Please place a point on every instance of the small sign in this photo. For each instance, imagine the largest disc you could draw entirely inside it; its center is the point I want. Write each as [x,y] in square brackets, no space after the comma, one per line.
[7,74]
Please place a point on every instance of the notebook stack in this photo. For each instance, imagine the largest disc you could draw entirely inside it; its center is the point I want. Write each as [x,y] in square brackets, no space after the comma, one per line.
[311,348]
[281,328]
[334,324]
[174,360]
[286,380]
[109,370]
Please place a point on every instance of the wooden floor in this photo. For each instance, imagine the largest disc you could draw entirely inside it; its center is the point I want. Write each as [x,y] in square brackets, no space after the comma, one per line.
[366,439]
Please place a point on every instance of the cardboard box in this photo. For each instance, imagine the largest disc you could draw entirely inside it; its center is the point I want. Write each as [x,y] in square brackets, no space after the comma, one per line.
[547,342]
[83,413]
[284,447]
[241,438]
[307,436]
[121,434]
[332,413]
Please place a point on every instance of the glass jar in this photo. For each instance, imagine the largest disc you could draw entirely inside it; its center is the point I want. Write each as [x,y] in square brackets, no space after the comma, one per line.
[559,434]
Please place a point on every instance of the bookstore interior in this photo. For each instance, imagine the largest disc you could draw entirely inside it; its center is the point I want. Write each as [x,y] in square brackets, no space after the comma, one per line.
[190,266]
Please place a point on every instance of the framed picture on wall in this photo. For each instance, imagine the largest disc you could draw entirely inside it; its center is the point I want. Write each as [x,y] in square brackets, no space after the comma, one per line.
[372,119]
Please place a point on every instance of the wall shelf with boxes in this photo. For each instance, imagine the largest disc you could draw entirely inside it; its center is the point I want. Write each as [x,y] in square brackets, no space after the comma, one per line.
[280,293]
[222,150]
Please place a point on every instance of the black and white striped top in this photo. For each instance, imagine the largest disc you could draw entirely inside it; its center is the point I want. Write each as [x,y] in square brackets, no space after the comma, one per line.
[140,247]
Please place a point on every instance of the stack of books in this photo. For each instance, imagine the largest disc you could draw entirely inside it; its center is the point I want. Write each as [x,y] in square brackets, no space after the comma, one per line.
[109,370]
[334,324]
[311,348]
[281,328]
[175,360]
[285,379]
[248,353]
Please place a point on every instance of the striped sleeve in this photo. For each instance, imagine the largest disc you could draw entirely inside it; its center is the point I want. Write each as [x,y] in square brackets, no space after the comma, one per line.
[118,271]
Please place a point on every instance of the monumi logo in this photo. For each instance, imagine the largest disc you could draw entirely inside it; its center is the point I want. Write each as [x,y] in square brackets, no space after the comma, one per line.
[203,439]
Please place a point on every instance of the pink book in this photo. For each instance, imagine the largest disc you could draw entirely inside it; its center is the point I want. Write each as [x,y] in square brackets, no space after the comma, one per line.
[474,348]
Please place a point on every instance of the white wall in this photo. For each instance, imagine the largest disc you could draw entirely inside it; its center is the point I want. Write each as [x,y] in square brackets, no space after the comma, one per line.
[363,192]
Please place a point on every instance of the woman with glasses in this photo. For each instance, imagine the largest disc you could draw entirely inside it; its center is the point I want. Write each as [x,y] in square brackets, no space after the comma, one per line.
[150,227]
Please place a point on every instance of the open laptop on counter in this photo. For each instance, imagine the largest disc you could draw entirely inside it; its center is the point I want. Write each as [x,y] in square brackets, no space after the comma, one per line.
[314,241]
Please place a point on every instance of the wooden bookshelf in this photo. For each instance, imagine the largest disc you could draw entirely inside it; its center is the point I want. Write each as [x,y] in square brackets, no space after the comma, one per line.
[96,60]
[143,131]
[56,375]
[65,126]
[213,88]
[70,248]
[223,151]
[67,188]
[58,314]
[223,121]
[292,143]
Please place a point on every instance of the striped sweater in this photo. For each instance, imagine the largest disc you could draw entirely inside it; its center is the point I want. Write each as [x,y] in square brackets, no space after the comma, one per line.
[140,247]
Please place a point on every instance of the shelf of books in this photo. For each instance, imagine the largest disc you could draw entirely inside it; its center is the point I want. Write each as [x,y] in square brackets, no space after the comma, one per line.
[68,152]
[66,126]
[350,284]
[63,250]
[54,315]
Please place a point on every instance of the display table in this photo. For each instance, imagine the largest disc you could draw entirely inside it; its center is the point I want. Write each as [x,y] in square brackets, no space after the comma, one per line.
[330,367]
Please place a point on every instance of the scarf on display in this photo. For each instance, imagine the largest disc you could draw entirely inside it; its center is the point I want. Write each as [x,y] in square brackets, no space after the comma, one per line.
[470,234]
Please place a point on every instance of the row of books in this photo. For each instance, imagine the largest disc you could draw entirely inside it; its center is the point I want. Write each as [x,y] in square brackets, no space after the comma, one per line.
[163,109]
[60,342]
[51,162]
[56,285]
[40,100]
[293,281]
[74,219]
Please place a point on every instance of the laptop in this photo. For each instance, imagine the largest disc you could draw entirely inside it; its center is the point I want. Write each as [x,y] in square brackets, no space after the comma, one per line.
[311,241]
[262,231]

-*-

**REQUIREMENT:** Give back the data above exactly as it appears.

**FINISHED EXERCISE:**
Please place a point on every instance of the small sign in this photo. For each instance, imagine the largest disc you could draw entirely inside it; its center is the point I want. Write each as [x,y] in square brackets, no space after the comma, one per line.
[7,74]
Please place a point on every instance of the notebook stack in this photo. For each instance, imagine the largest disc you could draw entirely inside it; its center is the point I want. Write each as [x,y] in square brackets, no space after the comma, one per line.
[311,348]
[281,328]
[334,324]
[174,360]
[286,380]
[109,370]
Please place a point on every instance of the wooden floor in this photo. For each instance, imagine the largest disc you could draw entirely inside it; its center is the point I want. Write each as [x,y] in square brackets, no space after the comma, one per line.
[366,439]
Please place a point on every instance of the cardboard box in this photo. For each instance, imagine the largest disc you could draw entirely inside it; its center is the point I want. Write each as [x,y] in square brackets, no space after the comma, one per line.
[547,342]
[83,413]
[284,447]
[241,438]
[307,436]
[121,434]
[332,413]
Please place a point on every instance of the glass jar in this photo. For each instance, imagine the largest disc you could draw entirely inside it; its center is the point I want. Write each as [x,y] in square brackets, no space after the comma, one per line.
[559,434]
Please place a point on every instance of the bookstore interior in this photo. For each instance, imagine the largest disc you could draw entirely inside it; its center is the point I want. Write each as [x,y] in square brackets, no space after the comma, one per line.
[190,266]
Please place a point on every instance of the framed picture on wall in this photo. For each instance, imagine the largest disc you could draw entirely inside it; its center is the point I want. Write each as [x,y] in square brackets, no space after the comma, one per line.
[372,119]
Please place a point on every instance of the wall shelf with boxes in this photo. For each instance, imagine the largest disc you could draw entirely inside it; its center is the point I want. Write each as [x,y] in square brackets, no space after the comma, one per line.
[280,293]
[222,150]
Please place a point on every instance of the black and white striped top in this photo. For each instance, imagine the largest disc you could draw entirely inside it; its center is the point I want. Write each as [x,y] in square brackets, no space after the comma, one per line.
[140,247]
Please place a point on every instance of the stack of books in this photo. For each instance, imagine the largest disc you could draw entirely inside it; its center is the point I want. Write each as [x,y] in square brackets, no space after the comma, one per line.
[109,370]
[334,324]
[311,348]
[281,328]
[175,360]
[285,379]
[248,353]
Please place a point on every instance of the striped sleeve in this photo. For each instance, imagine the largest disc you could draw entirely inside it; its center is the point I want. Write each as [x,y] in square brackets, no space after the comma, one per line.
[118,271]
Please place a point on every instance of the monumi logo in this photo. For each instance, imagine the largest disc you could draw entirely inside it; its center is the point I want. Write each as [x,y] in square brackets, no space after the comma, one per line.
[203,439]
Please place a point on every instance of the pink book in this photo. For each instance, imagine the largest disc you could draw entirely inside it; its center is the point I want. Write each as [x,y] in square brackets, no space after the comma, one per line.
[474,348]
Please place a point on every instance of the white wall in this photo. For each instance, imagine the largest disc you could draw entirely inside it; its center is the point I want. Write each as [x,y] in square brackets, no space after the comma, one per line.
[363,192]
Please place a point on every instance of the woman with glasses in this photo. For each instance, imagine the largest disc you could draw entirely inside it; its center is the point I want. Write each as [x,y] in square brackets, no space after the comma, one per line.
[150,227]
Please place a point on every instance of the open laptop on counter in this photo. For each instance, imagine the largest disc you could draw entirely inside it; its center is the point I want. Write each as [x,y] in square brackets, no space after the comma, one per line.
[314,241]
Please place a point on every instance of the wooden bookshelf in this photo. For each instance, imagine the largest disc you could draw entirely inside it; its center is the point I want. Write each as [x,y] in square brackets, no space after the comma, one per line.
[96,60]
[143,131]
[56,375]
[65,126]
[213,88]
[70,248]
[223,151]
[67,188]
[58,314]
[223,121]
[292,143]
Please place a point on every instance of the striped sweater in this photo. For each instance, imagine the largest disc you could draw entirely inside it; its center is the point I want. Write each as [x,y] in square brackets, no space after the comma, one per line.
[140,247]
Please place a point on every instance of the shelf of books in this photo. For each instance, imagine the largest disc you could draw entirely inside it; its center is the point I want. Write each as [x,y] in square brackets, no space after the comma, one per line.
[68,152]
[66,126]
[350,284]
[63,250]
[54,315]
Please place a point on every instance of the display table in this photo. For each instance, imagine the largest disc you could draw entirely inside it; its center is the point I want. Write each as [x,y] in square brackets, no space after the comma, one per line.
[330,367]
Please place a point on every instance of the scarf on display in this photo. For each instance, imagine the largest disc you could draw entirely inside it; its center is the point I want. Write each as [x,y] in square brackets, no space after the comma, one per line.
[470,234]
Please place a point on every instance of the row of books in this photo. For each instance, imagine the largest disc you could draw entirely inside it; its center is the point I want. Write each as [x,y] in square brackets, no space after the comma, one per line.
[163,109]
[60,342]
[51,162]
[56,285]
[40,100]
[293,281]
[74,219]
Please place a point on every instance of the laptop in this photo. For each instance, imagine the largest disc you could draw entirely inside it; its center is the point I want. Write each as [x,y] in square brackets, no space after the comma, one per line.
[311,241]
[262,231]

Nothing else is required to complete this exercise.